» Document segment
Did we help? Did we have an impact? We are never the best judges of the effectiveness or ultimate meaning of our service. We must simply follow where God leads, through good report and bad, trusting him to use what He chooses for His glory.
In 1987 I was serving as minister of a Presbyterian church in Dunblane, Scotland. The country had been my home since 1972. One evening the news reported the emergence of a new and fatal disease in the United States that was affecting primarily gay men. Accompanying the reportage was a clip from a televised sermon in which the preacher affirmed that this illness was a judgment from God on gays. The manner of delivery was harsh and hateful, and I remember thinking this was not necessarily the best response of the Evangelical Church to an emerging problem.
Sometime later, while reading the Scriptures, the words “you will work with AIDS patients” came to mind. The impression was so strong and overwhelming, I actually said aloud, “No!” What followed was a remarkable series of coordinated events that made it abundantly clear that the words I heard in my mind were a call from God.
Sometime after the strong sense of call I experienced to work with AIDS patients, I was at a minister’s conference in London. In the course of a conversation with another pastor, he suddenly said that I should be working with AIDS patients. Another man who had just come back from America said he had recently worshiped at Tenth Presbyterian Church in Philadelphia, and at the morning service, an announcement was made about a collection being taken to start an outreach in the city to minister to those with AIDS. Shortly after this, I was invited to the Shetland Islands to address a medical conference on the subject of terminal care. As part of my research connected to this talk, I wrote to Tenth Presbyterian Church to find out what they were doing regarding the AIDS crisis. Sometime later, John Freeman answered and told me about the project. That began the process which ended in an invitation to return to the United States.

» Recorded information

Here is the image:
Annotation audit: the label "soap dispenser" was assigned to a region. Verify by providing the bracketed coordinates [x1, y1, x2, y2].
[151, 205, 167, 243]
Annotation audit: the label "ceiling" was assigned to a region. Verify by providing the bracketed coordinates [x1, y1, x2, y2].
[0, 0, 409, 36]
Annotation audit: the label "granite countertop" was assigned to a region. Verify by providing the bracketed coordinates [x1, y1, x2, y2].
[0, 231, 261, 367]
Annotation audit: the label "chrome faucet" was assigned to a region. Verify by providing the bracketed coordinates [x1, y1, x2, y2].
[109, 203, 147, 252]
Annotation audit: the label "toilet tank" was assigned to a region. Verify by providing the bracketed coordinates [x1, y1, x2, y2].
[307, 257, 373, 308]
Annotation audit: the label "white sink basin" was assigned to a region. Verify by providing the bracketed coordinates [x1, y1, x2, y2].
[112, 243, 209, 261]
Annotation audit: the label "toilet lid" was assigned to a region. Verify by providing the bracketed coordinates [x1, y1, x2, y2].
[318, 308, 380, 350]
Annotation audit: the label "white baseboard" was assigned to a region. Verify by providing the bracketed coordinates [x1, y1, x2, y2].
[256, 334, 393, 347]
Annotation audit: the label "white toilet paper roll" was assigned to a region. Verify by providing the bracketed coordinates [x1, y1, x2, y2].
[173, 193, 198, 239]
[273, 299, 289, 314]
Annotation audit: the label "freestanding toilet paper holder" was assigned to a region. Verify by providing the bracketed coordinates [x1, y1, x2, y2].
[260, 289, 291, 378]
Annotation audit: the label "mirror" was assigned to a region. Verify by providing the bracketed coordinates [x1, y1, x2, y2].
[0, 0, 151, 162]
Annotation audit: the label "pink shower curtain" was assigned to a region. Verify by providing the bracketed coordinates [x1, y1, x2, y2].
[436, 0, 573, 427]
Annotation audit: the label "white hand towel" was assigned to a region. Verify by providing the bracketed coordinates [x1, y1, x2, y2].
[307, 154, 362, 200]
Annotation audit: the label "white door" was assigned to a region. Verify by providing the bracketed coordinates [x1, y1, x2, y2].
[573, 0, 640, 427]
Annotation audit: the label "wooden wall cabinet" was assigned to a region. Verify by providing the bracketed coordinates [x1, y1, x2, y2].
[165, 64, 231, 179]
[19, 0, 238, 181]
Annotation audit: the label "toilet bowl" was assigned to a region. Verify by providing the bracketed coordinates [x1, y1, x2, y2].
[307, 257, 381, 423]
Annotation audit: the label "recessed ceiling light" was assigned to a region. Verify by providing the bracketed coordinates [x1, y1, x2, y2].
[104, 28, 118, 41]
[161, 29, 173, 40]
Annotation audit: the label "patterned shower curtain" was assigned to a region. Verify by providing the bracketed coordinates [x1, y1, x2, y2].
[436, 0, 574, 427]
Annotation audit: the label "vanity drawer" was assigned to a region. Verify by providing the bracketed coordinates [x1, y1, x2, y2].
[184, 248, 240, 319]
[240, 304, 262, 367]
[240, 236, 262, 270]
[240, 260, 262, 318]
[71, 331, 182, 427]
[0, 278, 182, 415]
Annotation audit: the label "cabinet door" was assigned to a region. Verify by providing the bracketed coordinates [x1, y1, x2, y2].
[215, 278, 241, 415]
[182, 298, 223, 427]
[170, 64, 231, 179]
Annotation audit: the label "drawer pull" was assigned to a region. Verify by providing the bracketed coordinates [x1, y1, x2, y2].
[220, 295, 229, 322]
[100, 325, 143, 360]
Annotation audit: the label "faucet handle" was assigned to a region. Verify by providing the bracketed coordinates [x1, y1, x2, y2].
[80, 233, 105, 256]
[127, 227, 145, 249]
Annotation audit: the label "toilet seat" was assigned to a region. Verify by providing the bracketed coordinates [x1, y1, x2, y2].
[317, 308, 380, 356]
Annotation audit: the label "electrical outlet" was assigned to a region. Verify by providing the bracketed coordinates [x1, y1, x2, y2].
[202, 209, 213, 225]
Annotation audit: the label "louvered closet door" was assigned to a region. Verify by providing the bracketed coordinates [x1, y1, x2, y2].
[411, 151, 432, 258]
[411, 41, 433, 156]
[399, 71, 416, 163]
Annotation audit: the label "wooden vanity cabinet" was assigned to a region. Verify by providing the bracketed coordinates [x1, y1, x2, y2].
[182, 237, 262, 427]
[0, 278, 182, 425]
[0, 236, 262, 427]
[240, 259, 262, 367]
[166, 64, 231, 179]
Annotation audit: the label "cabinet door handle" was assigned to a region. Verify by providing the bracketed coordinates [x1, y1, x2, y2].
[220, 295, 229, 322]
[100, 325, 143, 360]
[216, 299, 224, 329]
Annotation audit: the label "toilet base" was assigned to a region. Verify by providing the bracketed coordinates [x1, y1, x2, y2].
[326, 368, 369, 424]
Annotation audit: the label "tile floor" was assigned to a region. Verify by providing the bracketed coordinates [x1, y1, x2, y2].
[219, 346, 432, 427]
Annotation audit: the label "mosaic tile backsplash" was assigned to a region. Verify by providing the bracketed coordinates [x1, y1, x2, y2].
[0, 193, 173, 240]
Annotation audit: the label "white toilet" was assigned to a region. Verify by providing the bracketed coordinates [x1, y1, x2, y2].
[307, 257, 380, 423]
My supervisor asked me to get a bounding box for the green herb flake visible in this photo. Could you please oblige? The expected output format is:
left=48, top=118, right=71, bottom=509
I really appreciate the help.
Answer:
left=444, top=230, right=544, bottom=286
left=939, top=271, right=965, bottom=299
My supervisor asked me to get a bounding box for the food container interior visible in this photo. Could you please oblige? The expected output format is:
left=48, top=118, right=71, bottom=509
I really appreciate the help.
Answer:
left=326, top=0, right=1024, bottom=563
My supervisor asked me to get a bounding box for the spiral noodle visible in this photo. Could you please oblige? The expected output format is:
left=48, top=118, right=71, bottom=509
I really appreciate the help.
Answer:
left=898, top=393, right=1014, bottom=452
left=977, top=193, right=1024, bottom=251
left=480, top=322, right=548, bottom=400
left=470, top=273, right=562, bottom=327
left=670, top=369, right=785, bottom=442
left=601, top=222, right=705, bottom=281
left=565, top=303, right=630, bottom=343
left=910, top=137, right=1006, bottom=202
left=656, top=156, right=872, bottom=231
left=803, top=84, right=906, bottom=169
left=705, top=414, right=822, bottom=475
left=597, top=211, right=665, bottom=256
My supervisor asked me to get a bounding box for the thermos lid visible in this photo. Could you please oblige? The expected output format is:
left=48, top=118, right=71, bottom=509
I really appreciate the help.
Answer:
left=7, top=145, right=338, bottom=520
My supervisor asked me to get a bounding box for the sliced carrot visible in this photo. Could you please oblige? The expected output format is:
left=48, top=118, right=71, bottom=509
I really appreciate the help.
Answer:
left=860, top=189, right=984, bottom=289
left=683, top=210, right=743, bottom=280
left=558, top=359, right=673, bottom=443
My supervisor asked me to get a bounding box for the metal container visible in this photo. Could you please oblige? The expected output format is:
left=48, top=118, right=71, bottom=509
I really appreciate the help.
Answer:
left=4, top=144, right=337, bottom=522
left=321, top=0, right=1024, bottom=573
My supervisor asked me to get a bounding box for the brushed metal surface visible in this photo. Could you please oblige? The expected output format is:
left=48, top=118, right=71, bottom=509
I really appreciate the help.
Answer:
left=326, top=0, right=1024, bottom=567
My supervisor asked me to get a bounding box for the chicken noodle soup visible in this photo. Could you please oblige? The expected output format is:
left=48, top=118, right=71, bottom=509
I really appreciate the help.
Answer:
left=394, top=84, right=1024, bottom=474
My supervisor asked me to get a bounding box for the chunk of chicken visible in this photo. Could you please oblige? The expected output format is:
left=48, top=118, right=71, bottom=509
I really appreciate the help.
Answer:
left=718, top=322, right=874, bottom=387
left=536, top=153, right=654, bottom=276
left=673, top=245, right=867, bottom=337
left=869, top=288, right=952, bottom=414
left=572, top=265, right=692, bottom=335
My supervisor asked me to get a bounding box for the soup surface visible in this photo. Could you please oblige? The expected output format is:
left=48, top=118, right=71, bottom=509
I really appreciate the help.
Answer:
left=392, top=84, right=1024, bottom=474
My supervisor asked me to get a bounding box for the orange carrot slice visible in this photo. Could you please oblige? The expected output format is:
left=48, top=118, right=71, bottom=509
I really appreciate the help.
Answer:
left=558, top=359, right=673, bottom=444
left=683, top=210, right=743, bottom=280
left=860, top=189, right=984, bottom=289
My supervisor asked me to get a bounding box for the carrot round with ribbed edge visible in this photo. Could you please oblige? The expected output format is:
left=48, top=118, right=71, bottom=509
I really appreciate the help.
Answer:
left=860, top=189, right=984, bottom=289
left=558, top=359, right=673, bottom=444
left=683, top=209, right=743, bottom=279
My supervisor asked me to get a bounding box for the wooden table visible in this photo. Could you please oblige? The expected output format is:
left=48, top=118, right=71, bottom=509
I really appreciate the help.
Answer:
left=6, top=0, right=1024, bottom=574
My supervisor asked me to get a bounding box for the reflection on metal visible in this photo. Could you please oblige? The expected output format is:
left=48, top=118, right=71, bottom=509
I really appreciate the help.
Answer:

» Using the information
**1.** In the account, where was the writer serving as minister in 1987?
**2.** Which place names appear in the account? List every one.

» Answers to the exercises
**1.** At a Presbyterian church in Dunblane, Scotland.

**2.** Dunblane, Scotland, the United States, London, America, Philadelphia, the Shetland Islands